(Collection entries)

——

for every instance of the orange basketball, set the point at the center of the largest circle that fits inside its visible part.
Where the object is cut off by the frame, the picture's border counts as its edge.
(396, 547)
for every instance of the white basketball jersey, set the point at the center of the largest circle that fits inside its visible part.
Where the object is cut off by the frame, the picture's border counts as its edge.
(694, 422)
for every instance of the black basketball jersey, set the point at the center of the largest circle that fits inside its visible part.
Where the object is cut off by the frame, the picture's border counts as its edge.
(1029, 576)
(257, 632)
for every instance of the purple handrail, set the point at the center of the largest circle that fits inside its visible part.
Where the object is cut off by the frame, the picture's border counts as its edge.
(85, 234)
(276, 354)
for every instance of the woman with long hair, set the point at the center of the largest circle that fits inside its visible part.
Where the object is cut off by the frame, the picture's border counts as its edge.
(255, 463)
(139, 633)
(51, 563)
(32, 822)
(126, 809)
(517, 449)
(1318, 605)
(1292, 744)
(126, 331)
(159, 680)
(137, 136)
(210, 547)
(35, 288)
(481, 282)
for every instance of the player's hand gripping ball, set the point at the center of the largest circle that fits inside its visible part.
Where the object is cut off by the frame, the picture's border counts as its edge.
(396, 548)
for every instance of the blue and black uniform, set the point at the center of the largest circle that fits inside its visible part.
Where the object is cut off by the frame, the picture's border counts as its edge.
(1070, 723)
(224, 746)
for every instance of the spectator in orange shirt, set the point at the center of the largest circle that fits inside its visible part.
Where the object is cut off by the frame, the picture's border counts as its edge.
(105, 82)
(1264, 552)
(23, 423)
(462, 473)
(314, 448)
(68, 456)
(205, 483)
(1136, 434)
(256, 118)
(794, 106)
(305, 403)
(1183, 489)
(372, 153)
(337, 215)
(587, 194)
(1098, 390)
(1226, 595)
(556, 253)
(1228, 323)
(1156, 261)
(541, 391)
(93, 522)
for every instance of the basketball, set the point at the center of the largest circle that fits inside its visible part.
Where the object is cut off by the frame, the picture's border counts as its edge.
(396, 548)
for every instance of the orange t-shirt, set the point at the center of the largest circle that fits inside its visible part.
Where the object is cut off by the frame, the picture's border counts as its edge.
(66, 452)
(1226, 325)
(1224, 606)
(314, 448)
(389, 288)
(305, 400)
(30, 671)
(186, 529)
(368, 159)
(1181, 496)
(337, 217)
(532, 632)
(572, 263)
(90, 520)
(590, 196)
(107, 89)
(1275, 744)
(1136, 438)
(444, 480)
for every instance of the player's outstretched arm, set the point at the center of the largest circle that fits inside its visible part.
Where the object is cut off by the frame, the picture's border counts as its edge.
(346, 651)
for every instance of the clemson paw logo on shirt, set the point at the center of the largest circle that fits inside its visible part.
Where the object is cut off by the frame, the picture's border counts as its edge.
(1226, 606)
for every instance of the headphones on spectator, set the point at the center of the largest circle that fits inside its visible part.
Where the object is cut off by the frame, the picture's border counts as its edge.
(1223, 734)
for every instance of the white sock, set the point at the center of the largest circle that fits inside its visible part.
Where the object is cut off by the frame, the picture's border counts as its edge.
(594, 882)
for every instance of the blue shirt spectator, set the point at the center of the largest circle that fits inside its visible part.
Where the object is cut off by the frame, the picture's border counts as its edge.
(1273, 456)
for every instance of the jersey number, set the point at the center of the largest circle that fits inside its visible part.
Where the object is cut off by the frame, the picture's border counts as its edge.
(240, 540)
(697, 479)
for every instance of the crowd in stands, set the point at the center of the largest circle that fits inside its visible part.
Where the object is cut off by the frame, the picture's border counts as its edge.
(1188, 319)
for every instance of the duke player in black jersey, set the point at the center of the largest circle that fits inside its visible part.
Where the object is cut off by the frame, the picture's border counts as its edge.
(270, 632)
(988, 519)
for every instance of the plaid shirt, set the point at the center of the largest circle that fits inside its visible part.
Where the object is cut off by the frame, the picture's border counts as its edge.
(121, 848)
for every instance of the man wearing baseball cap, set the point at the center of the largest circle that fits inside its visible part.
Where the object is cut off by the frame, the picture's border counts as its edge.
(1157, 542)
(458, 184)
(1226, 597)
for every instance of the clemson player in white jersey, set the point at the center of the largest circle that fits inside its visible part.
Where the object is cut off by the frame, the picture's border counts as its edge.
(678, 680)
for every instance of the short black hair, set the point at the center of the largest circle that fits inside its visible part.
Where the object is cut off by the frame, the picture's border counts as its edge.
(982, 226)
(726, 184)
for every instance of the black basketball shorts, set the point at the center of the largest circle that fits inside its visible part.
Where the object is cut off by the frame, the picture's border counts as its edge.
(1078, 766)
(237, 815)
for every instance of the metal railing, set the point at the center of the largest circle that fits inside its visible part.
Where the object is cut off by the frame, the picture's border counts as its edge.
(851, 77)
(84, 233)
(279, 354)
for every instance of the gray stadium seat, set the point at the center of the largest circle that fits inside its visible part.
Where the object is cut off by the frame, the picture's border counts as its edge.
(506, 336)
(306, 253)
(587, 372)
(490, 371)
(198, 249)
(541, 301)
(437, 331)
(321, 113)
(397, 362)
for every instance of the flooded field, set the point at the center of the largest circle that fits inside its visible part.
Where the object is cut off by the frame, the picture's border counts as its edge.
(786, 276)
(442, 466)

——

Please quote the records above exactly, without skipping a line.

COMPLETE RESPONSE:
for every instance of the orange basketball, set the point at the center of the largest circle that fits inside its visible part.
Where the object is cut off by the frame, the picture's border counts as its edge.
(396, 547)
for every instance of the white basketball jersey, set the point at the center of the largest circle that fits inside its visible part.
Where the object is cut off by the frame, the picture's border counts as its edge.
(694, 422)
for every instance of the black basketball jersey, set the point at the center of the largest circle that fits inside its visible part.
Where the object is cut off by the frame, the picture's border counts as its edge.
(1029, 576)
(257, 632)
for every instance of the purple handrail, set the point at the center of the largest circle that fits inside its visible part.
Where the object is cut off by the frame, the picture's border counts as its edge.
(85, 234)
(276, 354)
for every instance of the woman with long hair, set the point at the center of the largest circle that fits inside its visible part.
Where the object is cut off by the frame, the picture's border counts as its edge.
(255, 463)
(139, 633)
(51, 563)
(32, 822)
(126, 809)
(517, 449)
(1318, 605)
(1292, 744)
(126, 331)
(159, 680)
(137, 136)
(210, 547)
(35, 288)
(481, 282)
for every instance of the player's hand gripping ball, set the point at the center of the largest circle that fits inside its visible part.
Where the object is cut off by the frame, the picture's border counts as its edge.
(396, 548)
for every instance of the blue and black uniform, set the point at the center of the largest circle that fits inside its visible part.
Where the object is cut off by the frame, the picture's border counts as its edge.
(1070, 723)
(224, 746)
for every instance of the spectator in orange shirt, set the point at the center of the largest circle that fits inside its visible part.
Where the object is cut off by the frame, the picture's border counts as its edge.
(105, 82)
(1264, 552)
(23, 423)
(462, 473)
(314, 448)
(68, 456)
(205, 483)
(1136, 434)
(256, 118)
(794, 106)
(305, 403)
(1183, 489)
(372, 153)
(337, 215)
(587, 194)
(1098, 390)
(1226, 595)
(556, 253)
(1228, 323)
(1156, 261)
(541, 391)
(93, 522)
for every instance of the basketball, set the point at the center of the largest circle that fits inside its visible part.
Where the object is cut off by the frame, the picture's border counts as its edge.
(396, 548)
for every instance of the orange t-shirt, set the point at the center of the largest circle that fits inside its visible part.
Where the object is cut off by the frame, the picture's border counts as its edge.
(66, 452)
(1226, 325)
(1224, 606)
(314, 448)
(389, 288)
(305, 400)
(30, 671)
(186, 529)
(368, 159)
(1181, 496)
(337, 217)
(532, 632)
(572, 263)
(90, 520)
(590, 196)
(107, 89)
(1275, 744)
(1136, 438)
(444, 480)
for every instance of the player's outstretched arm, set the point at the center of the largest circle that fits inside its visible part.
Where the object is cut off by the frame, the picture's border counts as its edge.
(346, 651)
for every instance of the clemson paw logo on shirt, set the point at the center of the largest circle that fits inside its visible part.
Where the object is cut off by the frame, the picture's border counts as its edge.
(1226, 606)
for every instance of the headphones on spectator, set the point at the center of the largest circle that fits inside its visible part.
Where the object is cut off by the frame, the picture's border counts as its edge.
(1223, 734)
for every instance of the white sock, set the point at the center of the largest circle that fits inside its visible part.
Where the object is cut off by the frame, the picture's border counts as its edge.
(594, 882)
for every instance of the blue shirt spectator, set the point at the center of the largest circle that fits inside its visible part.
Where the object is cut off by the frame, the picture's border counts as its edge.
(1273, 456)
for every instance of the jersey number, set the point at the center of the largest circle that fits inside its visible part.
Where the object is cut off by the frame, the picture's border counts as its edge.
(240, 540)
(697, 479)
for every instance of the crowd in stands, set the point at the center of the largest circle that fits inside its visible part.
Where the object is cut off by the frame, the picture's border counts as its edge.
(1188, 319)
for every instance of the duke player in black jersey, set the point at the center of the largest circle that fits inside its visible part.
Where the object is cut off by the frame, the picture's border counts as its edge.
(270, 632)
(988, 519)
for every instance of the plaid shirt, set the point at the center of the largest circle that fits inside its visible part.
Where the object is cut off by the frame, the picture's border counts as its edge.
(121, 848)
for every instance of the man wearing baseball cap, set the point at the center of the largest circle that fits inside its visible part.
Where the object is cut off by the frame, the picture's border counts as its edge.
(1157, 542)
(458, 184)
(1226, 597)
for every instance of the clemson player in white jersey, set the point at the center of the largest circle that fits inside its visible part.
Where the object is cut off by the frame, the picture's border counts as its edge.
(678, 680)
for every instance of the short black hair, set the point at the center of the largest circle that fits inside its visible part.
Where the object is cut off by the frame, the picture's border counts as its edge.
(982, 226)
(726, 184)
for every instance of the black basketball shorts, set the point at the center of the largest circle that fits inside its visible part.
Where the object is cut off by the frame, the picture's border counts as its edge.
(1078, 766)
(237, 815)
for every instance of the metal railing, set the point at the center of the largest circle that fits inside its visible part.
Where the object is cut off by the frame, the picture's border counts as its edge.
(851, 77)
(84, 233)
(279, 354)
for every instance of the gray stadium seat, set the point at the center of the largest circle that fits inside its visible part.
Where the object is cut off by the frame, the picture's border counts as its edge.
(506, 336)
(306, 253)
(587, 372)
(490, 371)
(198, 249)
(541, 301)
(437, 331)
(321, 113)
(397, 362)
for every instance of the flooded field, set the point at the center of the largest circle that fits inside its visible part.
Where the object is cut off by the frame, the picture's border counts as its edge.
(786, 276)
(442, 466)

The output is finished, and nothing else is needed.